* Problem statement
Output every entry exactly, from the first line to the last.

:::::

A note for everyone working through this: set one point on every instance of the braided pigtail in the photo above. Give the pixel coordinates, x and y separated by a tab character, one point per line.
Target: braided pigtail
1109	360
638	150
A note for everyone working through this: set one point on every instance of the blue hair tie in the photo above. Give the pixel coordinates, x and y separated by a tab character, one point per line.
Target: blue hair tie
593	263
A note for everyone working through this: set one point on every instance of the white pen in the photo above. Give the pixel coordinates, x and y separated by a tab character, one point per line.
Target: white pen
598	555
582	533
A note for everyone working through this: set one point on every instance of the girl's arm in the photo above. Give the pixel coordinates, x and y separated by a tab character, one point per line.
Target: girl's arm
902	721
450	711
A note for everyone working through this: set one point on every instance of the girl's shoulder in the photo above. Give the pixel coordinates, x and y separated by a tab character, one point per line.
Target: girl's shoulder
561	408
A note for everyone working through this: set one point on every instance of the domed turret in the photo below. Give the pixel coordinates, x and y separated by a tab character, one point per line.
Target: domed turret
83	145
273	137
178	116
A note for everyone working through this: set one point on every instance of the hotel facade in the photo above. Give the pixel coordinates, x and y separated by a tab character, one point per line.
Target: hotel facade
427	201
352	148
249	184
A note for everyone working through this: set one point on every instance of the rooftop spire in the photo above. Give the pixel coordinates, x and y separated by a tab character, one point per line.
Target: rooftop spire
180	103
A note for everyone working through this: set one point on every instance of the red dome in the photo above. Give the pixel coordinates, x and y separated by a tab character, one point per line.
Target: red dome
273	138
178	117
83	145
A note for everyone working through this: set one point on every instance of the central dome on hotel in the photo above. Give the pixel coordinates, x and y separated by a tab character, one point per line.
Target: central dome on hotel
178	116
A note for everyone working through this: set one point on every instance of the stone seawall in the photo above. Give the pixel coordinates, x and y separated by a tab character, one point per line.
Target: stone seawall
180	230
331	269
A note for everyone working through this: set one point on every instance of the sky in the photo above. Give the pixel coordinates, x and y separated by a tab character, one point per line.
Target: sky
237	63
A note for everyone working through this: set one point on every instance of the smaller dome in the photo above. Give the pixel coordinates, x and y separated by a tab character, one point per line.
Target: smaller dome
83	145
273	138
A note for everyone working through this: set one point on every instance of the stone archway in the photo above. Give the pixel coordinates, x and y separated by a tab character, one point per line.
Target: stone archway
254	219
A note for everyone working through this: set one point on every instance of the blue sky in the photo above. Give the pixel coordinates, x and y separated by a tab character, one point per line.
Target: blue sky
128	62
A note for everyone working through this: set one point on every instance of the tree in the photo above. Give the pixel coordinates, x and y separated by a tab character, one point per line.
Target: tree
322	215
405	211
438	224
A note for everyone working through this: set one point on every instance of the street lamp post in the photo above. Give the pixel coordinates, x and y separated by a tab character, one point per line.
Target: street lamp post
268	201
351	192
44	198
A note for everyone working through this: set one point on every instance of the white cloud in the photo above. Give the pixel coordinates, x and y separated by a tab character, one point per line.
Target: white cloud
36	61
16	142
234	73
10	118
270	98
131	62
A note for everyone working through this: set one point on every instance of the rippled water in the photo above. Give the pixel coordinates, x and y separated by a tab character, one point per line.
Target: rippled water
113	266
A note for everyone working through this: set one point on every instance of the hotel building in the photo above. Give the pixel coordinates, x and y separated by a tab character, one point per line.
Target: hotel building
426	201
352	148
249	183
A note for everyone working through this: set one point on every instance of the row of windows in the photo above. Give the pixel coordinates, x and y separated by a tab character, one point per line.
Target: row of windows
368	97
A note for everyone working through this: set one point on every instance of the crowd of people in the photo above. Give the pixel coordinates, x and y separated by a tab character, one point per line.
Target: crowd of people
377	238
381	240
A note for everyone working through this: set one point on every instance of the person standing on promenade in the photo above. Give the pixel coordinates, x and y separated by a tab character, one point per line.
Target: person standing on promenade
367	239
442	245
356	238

:::::

* Worked answer
A note for everyone working through this: set one point on every instance of the braided pigtail in the photo above. Give the pixel coordinates, x and y separated by a tab character, one point per line.
Target: braided pigtail
1109	360
638	150
A note for everyone working through this: set one point on every instance of the blue hair tie in the photo above. Give the pixel coordinates, x and y separated by a tab character, one point per line.
Target: blue hair tie
593	263
A note for everyone working through this: set one point on every instance of the white pen in the photo above. Give the pixel coordinates, x and y separated by a tab character, one point per line.
Target: white pen
598	555
582	533
A note for everyone working through this: set one point on every instance of the girl's arm in the photo above. Give the pixel coordinates, x and y separated by a tab character, one point per line.
Target: girl's arm
902	721
450	711
A note for everyone working through this: set one point on every instance of the girl's shoulder in the photo above. Give the pixel coordinates, x and y separated by a tab character, one point per line.
Target: girl's shoulder
561	408
A note for everyone working through this: set one point on every instance of the domed turret in the photo below. Give the pixel coordinates, x and y separated by a tab character, one point per line.
Target: domed turret
83	145
273	137
178	116
A note for everyone working through this: set one point on every instance of the hotel facade in the photo above. Give the pixel coordinates, x and y separated by a tab character, one point per line.
Target: hotel facade
427	201
352	148
249	184
A note for everyone working through this: set one point on every instance of the rooftop spire in the photo above. Give the pixel coordinates, x and y separated by a tab character, one point per line.
Target: rooftop spire
180	103
A note for everyone working through this: set one point on every instance of the red dome in the photo above. Give the pixel coordinates, x and y separated by a tab character, one point per line.
Target: red dome
273	138
178	117
83	145
A note for everyone working through this: set one point on every instance of the central dome on hotel in the photo above. Give the pixel coordinates, x and y separated by a tab character, one point per line.
Target: central dome on hotel
178	116
A note for everyone working through this: set one point on every instance of the stone seawall in the photo above. Give the pixel coordinates, x and y separated by a tab character, one point per line.
Target: stone seawall
180	230
331	269
A note for everyone working through this: set one point on every instance of the sky in the photo above. Give the pixel coordinates, x and y separated by a tab character, one point per line.
Target: sky
237	63
A note for everyone working through this: set one point on every instance of the smaller dome in the photo above. Give the pixel coordinates, x and y separated by a tab character, one point per line.
Target: smaller dome
83	145
273	138
A note for everyone working through this: set one point on every instance of the stone archway in the photo above. Give the pixel coordinates, x and y separated by a tab character, one point per line.
Target: stone archway
254	219
A note for everyone working through this: set one point on every instance of the blue sky in the photo above. Give the pixel coordinates, x and y separated by a tab character, one point per line.
Target: blue sky
128	62
A note for everyone working through this: set one point on every instance of the tree in the photo above. Give the pixel coordinates, x and y separated by a tab character, one point per line.
Target: tree
322	215
405	211
438	224
A note for everyone working through this: set one point on every instance of the street lamp post in the photo above. Give the pixel coordinates, x and y separated by a tab character, one point per line.
Target: street lamp post
268	201
351	192
44	198
A note for everyone working through this: set one point on every instance of the white cloud in the photo above. Give the pixel coordinates, x and y separated by a tab character, one point per line.
Target: white cloud
36	61
16	142
234	73
10	118
270	98
131	62
A note for everyone working through this: set one point on every instance of the rippled water in the photo above. Give the pixel coordinates, x and y separated by a tab character, one point per line.
Target: rippled water
113	266
A note for everyone working through this: set one point on every instance of the hotel building in the photo above. Give the pixel coordinates, x and y separated by a tab character, one point per line.
Target: hotel building
426	201
352	148
249	183
A note for everyone working through this: set one point on every instance of the row of windows in the photo above. Give the pixel coordinates, x and y separated by a tab character, one point per line.
Target: row of windows
368	97
A note for everyone working through this: set one point on every instance of the crowd of people in the photo above. Give the pixel coordinates, x and y separated by a tab character, one point per line.
Target: crowd of people
377	238
381	240
A note for everyone working through this: set one point on every instance of the person standing on promenade in the photo above. Give the pixel coordinates, x and y separated by a tab character, one point per line.
Target: person standing on promenade
367	239
442	245
356	238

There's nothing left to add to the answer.